* _SUPPLIED MATERIAL_
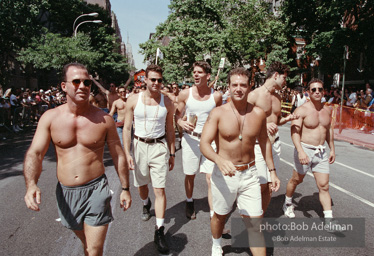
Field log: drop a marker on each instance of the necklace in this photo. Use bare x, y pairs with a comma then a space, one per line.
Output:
145, 117
245, 115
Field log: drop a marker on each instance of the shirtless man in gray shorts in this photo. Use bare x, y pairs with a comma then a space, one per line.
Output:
235, 127
79, 132
309, 134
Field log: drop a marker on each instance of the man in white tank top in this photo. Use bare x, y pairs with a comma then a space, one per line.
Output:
154, 149
198, 100
269, 100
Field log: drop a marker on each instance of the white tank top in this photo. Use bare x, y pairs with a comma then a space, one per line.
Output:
149, 120
200, 108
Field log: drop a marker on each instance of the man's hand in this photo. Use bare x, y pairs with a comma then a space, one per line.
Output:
303, 158
32, 198
275, 182
171, 163
125, 200
226, 167
272, 128
332, 157
130, 162
187, 126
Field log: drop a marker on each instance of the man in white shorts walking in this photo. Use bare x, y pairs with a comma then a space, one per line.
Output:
235, 127
198, 100
154, 138
309, 134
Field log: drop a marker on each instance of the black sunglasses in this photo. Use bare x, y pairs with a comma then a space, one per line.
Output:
153, 80
320, 89
77, 82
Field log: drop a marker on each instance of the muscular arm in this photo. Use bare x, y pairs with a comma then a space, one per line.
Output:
266, 151
129, 116
32, 165
120, 163
296, 129
170, 134
209, 133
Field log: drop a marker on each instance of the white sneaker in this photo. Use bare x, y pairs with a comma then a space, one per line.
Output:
217, 250
288, 210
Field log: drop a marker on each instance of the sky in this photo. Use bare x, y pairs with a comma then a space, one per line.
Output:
138, 19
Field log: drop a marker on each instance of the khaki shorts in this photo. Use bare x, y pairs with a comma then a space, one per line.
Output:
318, 160
151, 163
193, 160
243, 187
262, 169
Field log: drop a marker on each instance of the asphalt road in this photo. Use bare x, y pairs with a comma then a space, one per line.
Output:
24, 232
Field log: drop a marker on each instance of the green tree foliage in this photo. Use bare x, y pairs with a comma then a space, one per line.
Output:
328, 25
241, 31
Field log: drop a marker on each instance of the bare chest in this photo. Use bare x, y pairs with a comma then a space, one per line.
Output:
70, 132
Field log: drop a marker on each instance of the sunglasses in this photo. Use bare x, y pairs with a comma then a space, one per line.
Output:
77, 82
320, 89
153, 80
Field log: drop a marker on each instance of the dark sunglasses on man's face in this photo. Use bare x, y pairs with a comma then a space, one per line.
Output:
153, 80
77, 82
320, 89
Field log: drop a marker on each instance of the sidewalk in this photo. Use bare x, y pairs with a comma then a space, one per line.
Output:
355, 137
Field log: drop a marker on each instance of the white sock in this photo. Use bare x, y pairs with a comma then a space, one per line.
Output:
288, 200
216, 242
145, 202
211, 213
159, 222
328, 214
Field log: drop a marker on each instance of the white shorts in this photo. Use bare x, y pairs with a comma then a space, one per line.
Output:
318, 160
193, 160
262, 169
244, 187
151, 163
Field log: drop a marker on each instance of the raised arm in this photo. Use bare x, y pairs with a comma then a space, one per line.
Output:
129, 116
120, 163
32, 165
170, 133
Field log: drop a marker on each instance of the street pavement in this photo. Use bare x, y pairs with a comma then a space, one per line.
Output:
25, 232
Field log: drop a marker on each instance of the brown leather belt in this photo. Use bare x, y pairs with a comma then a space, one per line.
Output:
244, 166
150, 141
194, 134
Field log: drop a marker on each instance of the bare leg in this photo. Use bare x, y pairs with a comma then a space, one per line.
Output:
210, 197
322, 180
160, 202
295, 180
189, 182
143, 192
92, 238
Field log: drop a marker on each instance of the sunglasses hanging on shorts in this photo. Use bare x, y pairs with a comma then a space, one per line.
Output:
77, 82
153, 80
320, 89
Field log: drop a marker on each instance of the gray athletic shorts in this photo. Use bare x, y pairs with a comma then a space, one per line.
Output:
89, 203
318, 160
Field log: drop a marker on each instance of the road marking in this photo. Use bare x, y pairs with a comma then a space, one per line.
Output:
339, 188
346, 166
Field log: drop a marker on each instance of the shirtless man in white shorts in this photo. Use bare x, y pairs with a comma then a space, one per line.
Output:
269, 100
235, 127
309, 134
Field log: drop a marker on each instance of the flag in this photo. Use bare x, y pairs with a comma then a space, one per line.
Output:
159, 54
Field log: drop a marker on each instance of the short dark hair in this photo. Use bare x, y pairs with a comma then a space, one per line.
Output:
239, 71
154, 68
204, 65
314, 80
278, 67
67, 66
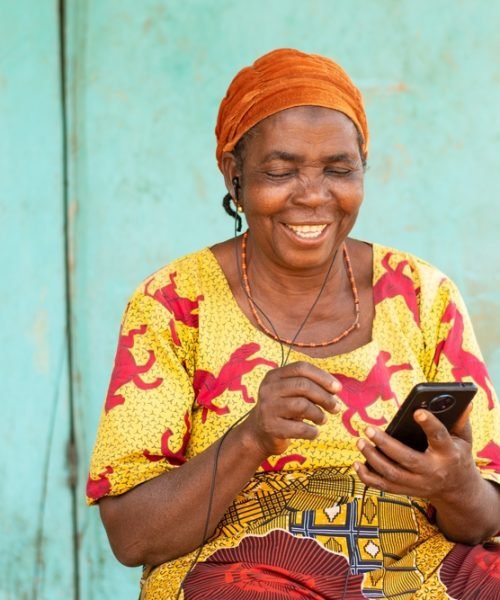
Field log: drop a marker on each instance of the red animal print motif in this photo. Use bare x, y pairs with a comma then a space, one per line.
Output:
464, 363
176, 458
98, 488
281, 462
395, 283
207, 386
183, 309
358, 394
491, 452
126, 370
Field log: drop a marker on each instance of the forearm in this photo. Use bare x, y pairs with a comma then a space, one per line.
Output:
470, 516
166, 517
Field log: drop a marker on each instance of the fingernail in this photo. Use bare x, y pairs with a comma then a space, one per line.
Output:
420, 416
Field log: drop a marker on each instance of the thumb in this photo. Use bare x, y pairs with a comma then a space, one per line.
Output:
462, 427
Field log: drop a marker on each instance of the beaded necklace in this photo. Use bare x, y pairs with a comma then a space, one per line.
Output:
354, 325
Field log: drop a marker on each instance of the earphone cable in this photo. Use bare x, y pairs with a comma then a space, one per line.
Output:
284, 360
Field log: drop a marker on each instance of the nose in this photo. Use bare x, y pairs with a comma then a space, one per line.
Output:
313, 190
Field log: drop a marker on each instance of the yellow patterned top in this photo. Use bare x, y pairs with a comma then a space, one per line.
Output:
189, 364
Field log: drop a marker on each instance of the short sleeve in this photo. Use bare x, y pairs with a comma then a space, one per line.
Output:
146, 421
457, 357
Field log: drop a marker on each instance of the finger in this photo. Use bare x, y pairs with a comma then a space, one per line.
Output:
306, 388
375, 480
321, 377
397, 452
392, 470
299, 408
291, 429
437, 435
462, 427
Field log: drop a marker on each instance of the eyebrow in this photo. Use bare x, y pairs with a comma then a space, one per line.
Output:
290, 157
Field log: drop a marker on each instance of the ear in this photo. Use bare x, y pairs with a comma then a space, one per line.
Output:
230, 171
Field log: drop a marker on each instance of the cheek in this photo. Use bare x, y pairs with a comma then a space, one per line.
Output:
351, 196
264, 200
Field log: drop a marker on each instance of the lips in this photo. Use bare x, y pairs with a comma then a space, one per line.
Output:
307, 232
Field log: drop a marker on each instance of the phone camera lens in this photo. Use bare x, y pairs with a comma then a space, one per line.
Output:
441, 403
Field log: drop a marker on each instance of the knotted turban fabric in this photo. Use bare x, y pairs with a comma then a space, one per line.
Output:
282, 79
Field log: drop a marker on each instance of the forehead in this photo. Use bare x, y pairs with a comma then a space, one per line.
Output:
304, 125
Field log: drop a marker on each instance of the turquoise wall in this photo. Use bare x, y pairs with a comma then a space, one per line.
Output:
102, 184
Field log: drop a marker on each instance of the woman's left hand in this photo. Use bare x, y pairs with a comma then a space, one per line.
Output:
436, 474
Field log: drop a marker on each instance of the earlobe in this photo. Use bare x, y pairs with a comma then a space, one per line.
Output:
230, 171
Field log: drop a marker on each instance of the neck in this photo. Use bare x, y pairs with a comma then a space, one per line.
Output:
260, 311
267, 278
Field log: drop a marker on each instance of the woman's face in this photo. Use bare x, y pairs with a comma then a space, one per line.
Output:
301, 185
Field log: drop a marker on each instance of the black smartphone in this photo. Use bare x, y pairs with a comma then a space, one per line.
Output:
447, 401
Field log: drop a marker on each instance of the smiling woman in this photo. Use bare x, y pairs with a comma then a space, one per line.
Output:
229, 459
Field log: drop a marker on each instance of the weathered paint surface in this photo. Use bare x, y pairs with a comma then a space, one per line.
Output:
36, 530
144, 83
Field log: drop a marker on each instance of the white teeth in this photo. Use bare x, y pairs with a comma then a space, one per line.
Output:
307, 231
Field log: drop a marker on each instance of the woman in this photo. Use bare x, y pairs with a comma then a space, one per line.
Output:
241, 452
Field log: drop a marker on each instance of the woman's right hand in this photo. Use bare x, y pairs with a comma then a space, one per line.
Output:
288, 397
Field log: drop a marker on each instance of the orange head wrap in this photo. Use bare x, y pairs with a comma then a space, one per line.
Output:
283, 79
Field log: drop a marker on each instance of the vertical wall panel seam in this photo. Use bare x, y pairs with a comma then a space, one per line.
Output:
68, 284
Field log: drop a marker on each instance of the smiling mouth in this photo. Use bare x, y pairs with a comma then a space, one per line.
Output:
307, 231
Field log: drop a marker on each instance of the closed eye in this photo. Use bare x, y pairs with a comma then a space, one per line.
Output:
279, 174
338, 172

* _THE TASK_
Exact repetition is required for the lines from the one that contains "the smiling woman" through the final line; leave out everything else.

* _EXERCISE OUTPUT_
Field log: drop a marker on each instance of the smiling woman in this photo. Use bare x, y pairs with a comma then a space, one per line.
Output:
229, 459
Field log: drop a marker on each instance of the weathered paint surface in this photo. Use bare x, y pairs with a comma then a space, one per line.
Output:
36, 530
144, 83
Field log: drop a marker on each instance of the white teeth in this photo. Use bare x, y pairs with a comma then a space, one per line.
Output:
307, 231
Field log: drop a marker on each instance of the woman in this photo. Use bare x, y pairs with a comma then a space, one per line.
Output:
241, 452
Field log: drop a marker on each instance of the woman's right hand in this photo. Use bare x, y pairs with a comma then a space, one per line.
Output:
288, 397
Field log: drop a marker on each instance of the orange head wrap in this photo. Use bare x, y pairs with a comma then a space, one per line.
Output:
283, 79
Field log: drop a marker on each instance of the vertical wall panel seam in this photo. Use bare x, y pairs with a comma then a space, one per line.
Output:
68, 284
Field log: drop a marker on each instance of the smiling mouth in this photo. Use bare x, y pairs with a comma then a space, one per line.
Output:
307, 231
Field log: drop a marker on each instance of the closed eye in this photo. Use bare x, y pairs with a comma then a space, one per line.
Output:
279, 174
338, 172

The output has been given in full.